*TESTO ESTRATTO*
"""

Quindi, il fine e anche i mezzi al fine, il bene potremmo dire, che analogicamente si diffonde dal fine ai mezzi, il bene in genere può essere presente al soggetto che agisce in un duplice modo: in maniera rappresentativa-conoscitiva e volitiva, cioè in maniera intenzionale, nel senso più vasto della parola; e poi in maniera reale e fisica. Ovviamene il modo più perfetto di possedere il fine e il bene è il modo fisico, reale. Cioè, non è solo un ente di ragione, ma un ente reale.

Ora, in questo senso, secondo l’ordine genetico di costituzione dell’atto umano, precede l’imperfetto e segue il perfetto. Quindi prima l’uomo possiede il bene imperfettamente, per poi realizzarlo perfettamente, cioè per poi metterlo in atto, nella realtà proprio ontologica, nella realtà fisica delle cose. Quindi, per quanto riguarda l’uso, esso si colloca ovviamente dopo la scelta, in quanto l’atto della scelta è l’ultimo e più perfetto atto nel primo ordine, cioè nell’ordine della intenzione.

Abbiamo praticamente questa situazione, che la prima parte, cioè l’ordo intentionis nel senso stretto della parola, finisce con la intentio finis. C’è appunto la semplice apprensione del bene, cui segue una certa semplice volizione, cioè una approvazione: quel bene così mi piace. Poi c’è la concretizzazione dei mezzi; il discorso diventa più realistico, più concreto. Mi rendo conto che per raggiungere il fine dovrò adoperare dei determinati mezzi. Questo è il giudizio speculativo-pratico, a cui segue l’intenzione, una specie di approvazione, se volete, della volontà, l’intenzione intesa come atto della volontà, cioè di approvazione: voglio raggiungere questo fine con dei mezzi, adoperando dei mezzi.

"""

*INFORMAZIONI*
"""

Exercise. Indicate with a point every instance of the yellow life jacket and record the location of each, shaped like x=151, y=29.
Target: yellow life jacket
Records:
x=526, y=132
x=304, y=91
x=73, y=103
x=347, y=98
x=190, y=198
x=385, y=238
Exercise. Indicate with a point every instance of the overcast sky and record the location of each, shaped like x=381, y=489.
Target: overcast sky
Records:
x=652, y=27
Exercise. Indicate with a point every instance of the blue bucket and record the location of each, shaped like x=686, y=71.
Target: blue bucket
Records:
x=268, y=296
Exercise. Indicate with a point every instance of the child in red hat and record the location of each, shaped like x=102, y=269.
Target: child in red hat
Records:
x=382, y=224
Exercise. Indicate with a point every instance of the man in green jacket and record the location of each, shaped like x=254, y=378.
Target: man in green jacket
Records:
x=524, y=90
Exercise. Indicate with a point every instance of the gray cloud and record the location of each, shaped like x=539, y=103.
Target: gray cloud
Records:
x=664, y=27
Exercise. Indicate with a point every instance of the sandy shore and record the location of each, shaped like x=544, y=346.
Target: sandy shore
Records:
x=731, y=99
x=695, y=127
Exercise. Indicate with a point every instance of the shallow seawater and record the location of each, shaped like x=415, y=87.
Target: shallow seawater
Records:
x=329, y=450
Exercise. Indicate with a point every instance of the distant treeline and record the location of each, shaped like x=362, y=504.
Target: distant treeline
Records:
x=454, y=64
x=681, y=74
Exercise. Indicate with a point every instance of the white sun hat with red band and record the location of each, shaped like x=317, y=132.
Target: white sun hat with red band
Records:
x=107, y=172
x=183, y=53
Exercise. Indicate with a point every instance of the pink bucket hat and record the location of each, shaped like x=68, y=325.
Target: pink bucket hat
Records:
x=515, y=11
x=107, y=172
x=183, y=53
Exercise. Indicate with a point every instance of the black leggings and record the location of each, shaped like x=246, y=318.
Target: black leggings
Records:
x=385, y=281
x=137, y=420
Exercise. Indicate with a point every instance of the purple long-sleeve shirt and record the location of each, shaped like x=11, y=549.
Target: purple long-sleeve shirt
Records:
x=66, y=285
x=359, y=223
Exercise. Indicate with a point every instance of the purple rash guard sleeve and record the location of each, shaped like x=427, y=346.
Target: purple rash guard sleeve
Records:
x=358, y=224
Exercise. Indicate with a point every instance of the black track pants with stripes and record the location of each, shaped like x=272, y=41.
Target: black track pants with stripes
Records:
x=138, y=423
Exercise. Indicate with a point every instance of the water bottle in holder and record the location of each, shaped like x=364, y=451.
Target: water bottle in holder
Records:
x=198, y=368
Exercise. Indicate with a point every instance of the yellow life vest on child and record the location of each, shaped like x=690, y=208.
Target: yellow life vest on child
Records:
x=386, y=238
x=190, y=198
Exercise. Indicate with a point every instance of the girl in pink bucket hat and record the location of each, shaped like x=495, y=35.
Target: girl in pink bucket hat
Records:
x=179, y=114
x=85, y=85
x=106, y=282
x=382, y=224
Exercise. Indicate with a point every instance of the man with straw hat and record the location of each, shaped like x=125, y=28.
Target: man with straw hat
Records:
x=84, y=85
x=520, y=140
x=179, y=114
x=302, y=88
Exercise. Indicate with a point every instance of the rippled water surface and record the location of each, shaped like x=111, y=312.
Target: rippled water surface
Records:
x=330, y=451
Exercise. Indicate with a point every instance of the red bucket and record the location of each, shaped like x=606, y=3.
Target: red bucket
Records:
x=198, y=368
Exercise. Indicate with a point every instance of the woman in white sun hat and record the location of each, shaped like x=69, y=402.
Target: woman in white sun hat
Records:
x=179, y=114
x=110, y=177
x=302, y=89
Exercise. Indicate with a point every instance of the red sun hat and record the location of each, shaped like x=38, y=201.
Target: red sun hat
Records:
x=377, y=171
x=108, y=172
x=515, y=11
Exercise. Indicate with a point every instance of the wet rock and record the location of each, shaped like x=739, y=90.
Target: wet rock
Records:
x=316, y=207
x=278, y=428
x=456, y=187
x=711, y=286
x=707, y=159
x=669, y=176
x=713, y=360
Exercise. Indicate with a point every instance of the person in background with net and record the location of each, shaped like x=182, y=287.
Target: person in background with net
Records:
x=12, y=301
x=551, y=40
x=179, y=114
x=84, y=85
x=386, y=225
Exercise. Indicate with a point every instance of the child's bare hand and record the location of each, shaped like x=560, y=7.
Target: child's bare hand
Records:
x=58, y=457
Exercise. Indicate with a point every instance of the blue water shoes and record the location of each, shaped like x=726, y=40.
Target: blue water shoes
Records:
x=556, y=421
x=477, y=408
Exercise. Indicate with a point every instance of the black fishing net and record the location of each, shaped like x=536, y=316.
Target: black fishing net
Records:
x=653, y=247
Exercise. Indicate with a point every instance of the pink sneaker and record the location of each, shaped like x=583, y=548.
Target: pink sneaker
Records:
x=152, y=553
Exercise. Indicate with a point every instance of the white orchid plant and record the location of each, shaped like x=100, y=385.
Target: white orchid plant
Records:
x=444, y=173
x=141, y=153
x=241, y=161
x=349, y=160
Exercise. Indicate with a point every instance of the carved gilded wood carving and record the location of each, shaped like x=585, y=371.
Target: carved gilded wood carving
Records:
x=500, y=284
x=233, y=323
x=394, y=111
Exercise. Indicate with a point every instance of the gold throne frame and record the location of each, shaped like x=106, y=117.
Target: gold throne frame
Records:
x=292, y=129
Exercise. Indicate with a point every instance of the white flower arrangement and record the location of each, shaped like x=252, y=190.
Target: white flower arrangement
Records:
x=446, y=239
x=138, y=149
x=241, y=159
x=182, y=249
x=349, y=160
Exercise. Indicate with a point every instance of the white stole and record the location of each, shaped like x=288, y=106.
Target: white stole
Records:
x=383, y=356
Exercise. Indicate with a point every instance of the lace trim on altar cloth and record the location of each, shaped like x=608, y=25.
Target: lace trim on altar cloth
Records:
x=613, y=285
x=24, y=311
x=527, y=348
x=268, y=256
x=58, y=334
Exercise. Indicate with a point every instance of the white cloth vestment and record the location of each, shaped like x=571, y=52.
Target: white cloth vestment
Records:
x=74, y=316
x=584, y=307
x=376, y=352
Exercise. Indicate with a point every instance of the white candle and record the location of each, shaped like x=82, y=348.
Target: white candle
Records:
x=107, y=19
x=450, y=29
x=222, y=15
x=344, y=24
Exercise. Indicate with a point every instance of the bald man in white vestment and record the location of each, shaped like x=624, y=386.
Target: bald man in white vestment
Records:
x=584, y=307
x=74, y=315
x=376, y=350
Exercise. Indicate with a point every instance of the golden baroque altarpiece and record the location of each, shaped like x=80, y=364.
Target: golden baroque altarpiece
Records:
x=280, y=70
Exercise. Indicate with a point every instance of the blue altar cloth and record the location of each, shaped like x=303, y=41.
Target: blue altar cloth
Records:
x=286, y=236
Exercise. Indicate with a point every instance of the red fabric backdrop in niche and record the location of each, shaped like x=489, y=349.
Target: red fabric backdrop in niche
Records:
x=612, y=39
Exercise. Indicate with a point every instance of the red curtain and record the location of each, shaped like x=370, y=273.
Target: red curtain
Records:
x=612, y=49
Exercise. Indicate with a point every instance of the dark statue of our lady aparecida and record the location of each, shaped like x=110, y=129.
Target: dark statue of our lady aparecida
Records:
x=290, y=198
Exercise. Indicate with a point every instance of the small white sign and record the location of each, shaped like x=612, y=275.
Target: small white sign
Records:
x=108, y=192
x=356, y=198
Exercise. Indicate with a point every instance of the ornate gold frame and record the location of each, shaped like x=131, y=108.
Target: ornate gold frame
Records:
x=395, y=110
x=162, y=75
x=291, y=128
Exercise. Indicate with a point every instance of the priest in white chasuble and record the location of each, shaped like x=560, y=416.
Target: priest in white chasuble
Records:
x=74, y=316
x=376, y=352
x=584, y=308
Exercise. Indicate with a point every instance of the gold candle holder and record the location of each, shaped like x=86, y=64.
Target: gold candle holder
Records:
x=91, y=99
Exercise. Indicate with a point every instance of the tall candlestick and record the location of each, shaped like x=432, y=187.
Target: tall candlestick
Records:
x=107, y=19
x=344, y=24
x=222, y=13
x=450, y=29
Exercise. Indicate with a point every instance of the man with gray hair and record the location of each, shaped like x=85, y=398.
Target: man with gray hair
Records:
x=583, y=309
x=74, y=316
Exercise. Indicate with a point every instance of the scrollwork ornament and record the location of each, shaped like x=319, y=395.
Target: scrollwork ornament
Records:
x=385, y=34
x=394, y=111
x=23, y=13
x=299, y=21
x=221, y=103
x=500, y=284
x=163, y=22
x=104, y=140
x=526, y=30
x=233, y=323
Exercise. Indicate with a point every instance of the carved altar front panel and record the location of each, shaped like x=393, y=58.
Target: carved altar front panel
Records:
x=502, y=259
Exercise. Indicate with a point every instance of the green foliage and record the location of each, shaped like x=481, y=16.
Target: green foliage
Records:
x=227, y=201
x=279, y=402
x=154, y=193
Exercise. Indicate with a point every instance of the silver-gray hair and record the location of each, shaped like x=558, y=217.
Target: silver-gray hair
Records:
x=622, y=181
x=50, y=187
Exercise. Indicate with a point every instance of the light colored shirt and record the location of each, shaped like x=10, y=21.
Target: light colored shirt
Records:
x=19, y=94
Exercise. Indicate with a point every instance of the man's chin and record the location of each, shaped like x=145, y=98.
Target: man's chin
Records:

"""

*COMPITI DELL'ESERCIZIO*
A – Trascrivi dal testo sull'atto umano il passo che va da "Abbiamo praticamente questa" fino a "adoperando dei mezzi." compreso.
B – Secondo il testo sull'atto umano, qual è il modo più perfetto di possedere il fine e il bene?
C – Continua il testo sull'atto umano partendo dopo l'ultima frase riportata.

*RISPOSTE*
A –
Abbiamo praticamente questa situazione, che la prima parte, cioè l’ordo intentionis nel senso stretto della parola, finisce con la intentio finis. C’è appunto la semplice apprensione del bene, cui segue una certa semplice volizione, cioè una approvazione: quel bene così mi piace. Poi c’è la concretizzazione dei mezzi; il discorso diventa più realistico, più concreto. Mi rendo conto che per raggiungere il fine dovrò adoperare dei determinati mezzi. Questo è il giudizio speculativo-pratico, a cui segue l’intenzione, una specie di approvazione, se volete, della volontà, l’intenzione intesa come atto della volontà, cioè di approvazione: voglio raggiungere questo fine con dei mezzi, adoperando dei mezzi.

B – È il modo fisico, reale.

C –
Poi, ecco che l’uomo comincia a deliberare più concretamente sui mezzi. La prima intenzionalità riguarda il fine, la seconda intenzionalità riguarda piuttosto i mezzi. La rappresentazione della mente, sia sotto l’aspetto cognitivo che sotto quello appetitivo, si muove poi a deliberare. Quindi avete l’atto del consilium, per approvare le proposte operative e avete il consenso, il famoso consenso.

Dopo di che, ed ecco che qui siamo al centro dell’atto umano, si tratta di una certa emergenza, di un giudizio pratico-pratico particolare, cioè questa cosa sarebbe da fare, cioè anzi è da fare, hic et nunc. Mediante l’azione nella particolarità delle circostanze, questa cosa è da fare, questo determinato mezzo è da adoperare per giungere al fine.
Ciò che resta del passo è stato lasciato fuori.